→ **Excerpted data**:
--------------------

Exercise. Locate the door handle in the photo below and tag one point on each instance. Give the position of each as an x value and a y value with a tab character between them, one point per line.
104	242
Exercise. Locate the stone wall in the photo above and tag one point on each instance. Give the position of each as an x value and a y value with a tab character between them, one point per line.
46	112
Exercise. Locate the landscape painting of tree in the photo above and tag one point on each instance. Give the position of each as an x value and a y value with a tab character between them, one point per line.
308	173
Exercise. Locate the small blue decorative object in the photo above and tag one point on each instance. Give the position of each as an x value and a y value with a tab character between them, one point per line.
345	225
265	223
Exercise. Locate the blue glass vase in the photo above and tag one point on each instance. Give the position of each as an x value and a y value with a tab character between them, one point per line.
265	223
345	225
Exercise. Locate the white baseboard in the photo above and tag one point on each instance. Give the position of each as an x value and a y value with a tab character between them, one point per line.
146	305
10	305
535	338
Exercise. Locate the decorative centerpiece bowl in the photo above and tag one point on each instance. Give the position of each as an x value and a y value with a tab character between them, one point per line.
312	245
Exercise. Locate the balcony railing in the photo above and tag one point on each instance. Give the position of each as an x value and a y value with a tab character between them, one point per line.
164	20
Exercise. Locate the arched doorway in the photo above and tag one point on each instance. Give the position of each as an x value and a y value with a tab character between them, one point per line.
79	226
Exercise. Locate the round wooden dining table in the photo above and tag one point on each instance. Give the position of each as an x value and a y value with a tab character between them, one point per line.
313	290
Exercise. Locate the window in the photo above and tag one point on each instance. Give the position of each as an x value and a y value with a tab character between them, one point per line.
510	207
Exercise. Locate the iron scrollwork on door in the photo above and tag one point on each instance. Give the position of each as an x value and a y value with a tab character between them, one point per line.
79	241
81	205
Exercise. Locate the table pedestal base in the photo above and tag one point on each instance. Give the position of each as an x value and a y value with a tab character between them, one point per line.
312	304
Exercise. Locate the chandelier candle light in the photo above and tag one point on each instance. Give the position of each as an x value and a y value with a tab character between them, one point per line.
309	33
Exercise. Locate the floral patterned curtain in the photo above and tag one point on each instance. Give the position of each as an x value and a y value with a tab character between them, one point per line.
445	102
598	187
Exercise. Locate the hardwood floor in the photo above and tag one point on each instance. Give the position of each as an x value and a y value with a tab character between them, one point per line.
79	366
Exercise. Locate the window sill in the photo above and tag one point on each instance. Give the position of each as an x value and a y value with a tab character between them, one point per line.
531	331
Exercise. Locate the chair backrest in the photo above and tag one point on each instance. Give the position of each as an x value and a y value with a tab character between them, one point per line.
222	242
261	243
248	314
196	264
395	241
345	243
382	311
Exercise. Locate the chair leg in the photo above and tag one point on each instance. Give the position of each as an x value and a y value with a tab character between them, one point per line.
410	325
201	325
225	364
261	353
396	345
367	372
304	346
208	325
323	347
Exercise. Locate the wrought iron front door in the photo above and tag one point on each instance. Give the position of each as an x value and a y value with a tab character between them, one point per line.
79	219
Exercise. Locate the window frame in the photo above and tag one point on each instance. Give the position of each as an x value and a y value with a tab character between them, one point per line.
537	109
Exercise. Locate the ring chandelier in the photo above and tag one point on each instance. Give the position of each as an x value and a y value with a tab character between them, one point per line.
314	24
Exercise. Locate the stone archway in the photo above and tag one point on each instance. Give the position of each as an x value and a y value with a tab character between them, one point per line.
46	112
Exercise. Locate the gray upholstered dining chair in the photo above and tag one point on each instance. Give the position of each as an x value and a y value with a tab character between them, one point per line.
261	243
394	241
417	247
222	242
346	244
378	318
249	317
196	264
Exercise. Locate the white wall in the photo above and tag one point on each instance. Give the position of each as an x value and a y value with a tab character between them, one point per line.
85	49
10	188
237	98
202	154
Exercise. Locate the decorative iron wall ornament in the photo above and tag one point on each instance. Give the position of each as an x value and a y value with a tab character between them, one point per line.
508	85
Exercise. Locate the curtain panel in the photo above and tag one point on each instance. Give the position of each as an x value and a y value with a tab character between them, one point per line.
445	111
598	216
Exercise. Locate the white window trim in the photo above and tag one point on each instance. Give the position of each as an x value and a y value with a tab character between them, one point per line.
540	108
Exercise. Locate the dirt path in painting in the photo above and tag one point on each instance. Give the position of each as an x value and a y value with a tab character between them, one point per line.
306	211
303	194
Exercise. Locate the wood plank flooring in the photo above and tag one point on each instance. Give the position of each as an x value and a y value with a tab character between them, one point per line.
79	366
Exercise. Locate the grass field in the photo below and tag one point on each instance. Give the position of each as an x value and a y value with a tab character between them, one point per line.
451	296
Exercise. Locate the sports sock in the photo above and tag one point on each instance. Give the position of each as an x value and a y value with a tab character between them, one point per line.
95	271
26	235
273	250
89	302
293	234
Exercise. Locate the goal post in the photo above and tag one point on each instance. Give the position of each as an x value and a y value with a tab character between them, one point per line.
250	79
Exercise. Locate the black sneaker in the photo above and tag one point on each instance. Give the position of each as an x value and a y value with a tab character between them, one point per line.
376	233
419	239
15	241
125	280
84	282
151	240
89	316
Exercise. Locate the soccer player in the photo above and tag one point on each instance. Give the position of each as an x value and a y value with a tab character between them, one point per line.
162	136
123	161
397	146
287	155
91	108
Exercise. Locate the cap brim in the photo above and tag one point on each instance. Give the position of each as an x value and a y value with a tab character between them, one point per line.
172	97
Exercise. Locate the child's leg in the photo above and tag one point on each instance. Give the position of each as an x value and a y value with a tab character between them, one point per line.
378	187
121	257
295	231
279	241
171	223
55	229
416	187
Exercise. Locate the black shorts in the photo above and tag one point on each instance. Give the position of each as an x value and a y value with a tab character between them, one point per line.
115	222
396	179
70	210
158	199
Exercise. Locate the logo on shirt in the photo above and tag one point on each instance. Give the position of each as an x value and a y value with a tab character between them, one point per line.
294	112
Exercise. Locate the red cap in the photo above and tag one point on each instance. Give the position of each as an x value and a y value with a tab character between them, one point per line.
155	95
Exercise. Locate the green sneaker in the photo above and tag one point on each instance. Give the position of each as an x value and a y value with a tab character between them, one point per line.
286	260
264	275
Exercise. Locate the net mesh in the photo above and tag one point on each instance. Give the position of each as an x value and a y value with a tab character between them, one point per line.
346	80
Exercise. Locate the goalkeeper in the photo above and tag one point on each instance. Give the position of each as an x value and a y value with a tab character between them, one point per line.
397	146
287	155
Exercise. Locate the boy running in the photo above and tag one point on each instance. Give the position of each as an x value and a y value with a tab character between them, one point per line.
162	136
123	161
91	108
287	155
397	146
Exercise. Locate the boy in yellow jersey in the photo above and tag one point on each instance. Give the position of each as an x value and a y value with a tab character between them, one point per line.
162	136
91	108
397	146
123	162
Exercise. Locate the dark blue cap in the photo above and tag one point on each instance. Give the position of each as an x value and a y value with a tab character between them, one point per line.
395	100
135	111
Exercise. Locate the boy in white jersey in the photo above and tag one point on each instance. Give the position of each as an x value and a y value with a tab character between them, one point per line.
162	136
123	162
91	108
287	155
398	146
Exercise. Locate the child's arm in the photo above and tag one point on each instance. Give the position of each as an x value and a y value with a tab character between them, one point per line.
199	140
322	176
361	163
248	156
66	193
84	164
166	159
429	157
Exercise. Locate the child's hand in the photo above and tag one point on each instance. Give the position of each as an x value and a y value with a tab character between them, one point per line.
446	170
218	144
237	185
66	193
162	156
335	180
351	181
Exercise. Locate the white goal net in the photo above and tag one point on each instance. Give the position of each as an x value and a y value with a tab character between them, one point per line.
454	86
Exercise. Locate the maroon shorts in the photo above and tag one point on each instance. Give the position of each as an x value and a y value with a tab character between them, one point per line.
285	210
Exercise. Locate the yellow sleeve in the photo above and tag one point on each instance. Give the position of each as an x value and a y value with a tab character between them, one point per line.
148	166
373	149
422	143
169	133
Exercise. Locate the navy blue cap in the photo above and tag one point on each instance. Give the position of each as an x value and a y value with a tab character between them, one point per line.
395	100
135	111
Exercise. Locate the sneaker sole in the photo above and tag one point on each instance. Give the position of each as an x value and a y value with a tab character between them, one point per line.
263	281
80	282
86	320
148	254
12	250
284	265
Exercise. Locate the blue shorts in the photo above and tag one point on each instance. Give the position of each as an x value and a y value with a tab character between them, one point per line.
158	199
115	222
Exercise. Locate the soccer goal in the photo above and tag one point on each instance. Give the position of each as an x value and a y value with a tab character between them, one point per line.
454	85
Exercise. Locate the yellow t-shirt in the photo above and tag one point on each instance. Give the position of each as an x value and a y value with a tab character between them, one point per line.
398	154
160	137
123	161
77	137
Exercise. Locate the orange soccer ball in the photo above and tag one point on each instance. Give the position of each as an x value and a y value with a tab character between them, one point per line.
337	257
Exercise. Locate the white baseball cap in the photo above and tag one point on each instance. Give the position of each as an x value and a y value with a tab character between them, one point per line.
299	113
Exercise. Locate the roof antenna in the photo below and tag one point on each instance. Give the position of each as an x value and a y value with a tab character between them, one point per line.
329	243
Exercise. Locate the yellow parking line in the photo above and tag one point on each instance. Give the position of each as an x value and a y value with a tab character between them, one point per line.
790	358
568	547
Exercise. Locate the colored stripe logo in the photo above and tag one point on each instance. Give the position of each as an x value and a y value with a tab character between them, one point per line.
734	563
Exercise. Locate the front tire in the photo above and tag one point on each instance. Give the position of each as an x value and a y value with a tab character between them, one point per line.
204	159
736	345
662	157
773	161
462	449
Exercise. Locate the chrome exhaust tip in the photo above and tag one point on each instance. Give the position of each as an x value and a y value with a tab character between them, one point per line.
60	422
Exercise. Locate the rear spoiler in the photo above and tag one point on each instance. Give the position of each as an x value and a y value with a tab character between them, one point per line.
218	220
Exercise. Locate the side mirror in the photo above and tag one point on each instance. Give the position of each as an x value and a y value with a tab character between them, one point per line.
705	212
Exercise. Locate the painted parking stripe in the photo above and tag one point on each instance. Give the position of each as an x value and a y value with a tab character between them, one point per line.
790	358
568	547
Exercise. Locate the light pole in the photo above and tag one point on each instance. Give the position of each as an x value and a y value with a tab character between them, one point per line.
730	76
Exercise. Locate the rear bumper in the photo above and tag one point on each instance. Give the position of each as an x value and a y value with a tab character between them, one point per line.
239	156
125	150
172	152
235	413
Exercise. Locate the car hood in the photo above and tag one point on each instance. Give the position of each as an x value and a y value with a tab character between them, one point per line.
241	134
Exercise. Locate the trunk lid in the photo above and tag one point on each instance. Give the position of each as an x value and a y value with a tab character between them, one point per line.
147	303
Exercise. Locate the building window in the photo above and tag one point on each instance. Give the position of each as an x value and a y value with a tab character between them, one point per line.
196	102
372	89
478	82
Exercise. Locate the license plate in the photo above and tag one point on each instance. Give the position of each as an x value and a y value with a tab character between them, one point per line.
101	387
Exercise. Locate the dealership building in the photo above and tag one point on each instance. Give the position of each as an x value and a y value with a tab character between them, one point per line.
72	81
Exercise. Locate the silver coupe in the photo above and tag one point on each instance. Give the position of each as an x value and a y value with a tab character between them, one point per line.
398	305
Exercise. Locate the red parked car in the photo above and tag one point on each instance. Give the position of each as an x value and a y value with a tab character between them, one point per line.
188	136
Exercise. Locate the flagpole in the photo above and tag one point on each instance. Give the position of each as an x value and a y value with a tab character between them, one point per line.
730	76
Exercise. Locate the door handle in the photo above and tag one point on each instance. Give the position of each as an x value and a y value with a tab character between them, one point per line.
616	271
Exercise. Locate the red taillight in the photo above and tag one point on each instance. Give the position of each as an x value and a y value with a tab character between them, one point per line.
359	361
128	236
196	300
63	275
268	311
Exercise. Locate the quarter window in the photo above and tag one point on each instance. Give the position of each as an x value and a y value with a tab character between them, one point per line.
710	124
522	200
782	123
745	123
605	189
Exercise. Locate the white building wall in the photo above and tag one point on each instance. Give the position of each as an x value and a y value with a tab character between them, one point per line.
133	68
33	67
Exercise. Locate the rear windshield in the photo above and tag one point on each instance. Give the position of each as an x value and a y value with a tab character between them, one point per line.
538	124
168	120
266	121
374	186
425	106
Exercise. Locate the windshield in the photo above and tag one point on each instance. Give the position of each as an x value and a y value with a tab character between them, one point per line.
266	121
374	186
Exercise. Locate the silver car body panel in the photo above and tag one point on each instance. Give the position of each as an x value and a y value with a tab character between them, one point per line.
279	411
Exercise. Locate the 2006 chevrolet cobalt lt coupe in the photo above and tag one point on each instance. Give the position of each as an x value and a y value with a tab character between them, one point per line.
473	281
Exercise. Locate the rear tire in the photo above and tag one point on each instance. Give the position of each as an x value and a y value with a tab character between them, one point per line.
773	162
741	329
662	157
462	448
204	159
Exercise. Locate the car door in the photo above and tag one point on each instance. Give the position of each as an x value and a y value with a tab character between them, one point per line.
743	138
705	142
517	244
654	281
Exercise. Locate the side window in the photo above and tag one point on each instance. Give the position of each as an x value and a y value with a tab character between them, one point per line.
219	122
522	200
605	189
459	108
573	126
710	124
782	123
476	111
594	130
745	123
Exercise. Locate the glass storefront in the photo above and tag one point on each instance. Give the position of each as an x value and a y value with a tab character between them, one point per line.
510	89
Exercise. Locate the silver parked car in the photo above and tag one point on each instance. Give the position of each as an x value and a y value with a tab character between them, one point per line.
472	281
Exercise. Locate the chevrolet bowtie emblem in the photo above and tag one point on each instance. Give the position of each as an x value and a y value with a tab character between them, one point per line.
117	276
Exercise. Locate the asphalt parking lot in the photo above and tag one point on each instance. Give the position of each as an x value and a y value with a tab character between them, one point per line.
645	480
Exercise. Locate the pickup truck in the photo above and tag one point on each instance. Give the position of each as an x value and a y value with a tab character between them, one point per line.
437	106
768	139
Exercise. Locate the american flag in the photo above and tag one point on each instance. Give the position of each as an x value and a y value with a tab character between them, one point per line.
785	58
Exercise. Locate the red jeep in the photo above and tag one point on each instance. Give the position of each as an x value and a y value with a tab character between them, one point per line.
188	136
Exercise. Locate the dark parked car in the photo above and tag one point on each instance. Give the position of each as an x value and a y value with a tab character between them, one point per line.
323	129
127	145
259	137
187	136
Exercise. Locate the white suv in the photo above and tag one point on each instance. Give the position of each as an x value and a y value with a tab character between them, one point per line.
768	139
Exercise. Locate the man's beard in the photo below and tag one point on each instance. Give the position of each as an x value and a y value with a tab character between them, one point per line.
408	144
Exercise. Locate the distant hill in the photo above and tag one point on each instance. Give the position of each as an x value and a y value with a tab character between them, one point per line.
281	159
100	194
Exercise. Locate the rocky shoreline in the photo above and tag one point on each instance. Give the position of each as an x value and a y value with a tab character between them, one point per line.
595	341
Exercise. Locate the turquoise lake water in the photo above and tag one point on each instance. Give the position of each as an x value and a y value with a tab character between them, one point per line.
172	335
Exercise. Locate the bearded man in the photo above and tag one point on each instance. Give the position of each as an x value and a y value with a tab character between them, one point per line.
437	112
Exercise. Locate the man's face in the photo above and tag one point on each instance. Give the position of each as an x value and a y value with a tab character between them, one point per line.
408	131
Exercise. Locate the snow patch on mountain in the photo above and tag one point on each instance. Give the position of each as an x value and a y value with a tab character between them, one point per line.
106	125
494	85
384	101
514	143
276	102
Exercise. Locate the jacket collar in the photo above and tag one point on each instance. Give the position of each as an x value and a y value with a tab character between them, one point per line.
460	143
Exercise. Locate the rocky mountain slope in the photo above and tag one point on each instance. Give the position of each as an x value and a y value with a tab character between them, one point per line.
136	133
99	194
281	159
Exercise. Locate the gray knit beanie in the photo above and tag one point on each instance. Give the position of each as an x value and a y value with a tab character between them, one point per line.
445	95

--------------------

→ **Task details**:
Exactly repeat the lines from the line that contains "Exercise. Locate the distant" to the end of the entries, both included, and leave out all other lines.

→ **Problem solution**:
Exercise. Locate the distant hill in the photo above and tag one point on each instance. Give the position of each as an x value and a y value with a tab character between them, one point per line.
281	159
100	194
Exercise. Locate the rocky shoreline in the photo above and tag one point on each instance. Give the position of each as an x value and a y value with a tab character between them, one point per line.
595	341
Exercise. Locate the turquoise lake water in the photo above and tag one point on each instance. Give the position of each as an x value and a y value with a tab character between them, one point per line.
172	335
Exercise. Locate the bearded man in the photo above and tag one point on each instance. Give the position of each as an x value and a y value with a tab character between them, one point per line.
437	112
Exercise. Locate the man's face in the photo above and tag one point on each instance. Give the position of each as an x value and a y value with a tab character between them, one point per line.
408	131
Exercise. Locate the snow patch on mountain in the photo above and tag one point on each instance. Give the position of each as an x value and a y value with a tab character between them, one point per line.
106	125
494	85
384	101
514	143
276	102
Exercise. Locate the jacket collar in the photo above and tag one point on each instance. Give the position of each as an x value and a y value with a tab character between them, one point per line.
460	143
Exercise. Locate the rocky mountain slope in the photo above and tag one point on each instance. Give the position of each as an x value and a y value with a tab character between them, one point per line.
136	133
99	194
281	159
Exercise. Locate the gray knit beanie in the photo above and tag one point on each instance. Give the position of each as an x value and a y value with a tab character between them, one point per line.
445	95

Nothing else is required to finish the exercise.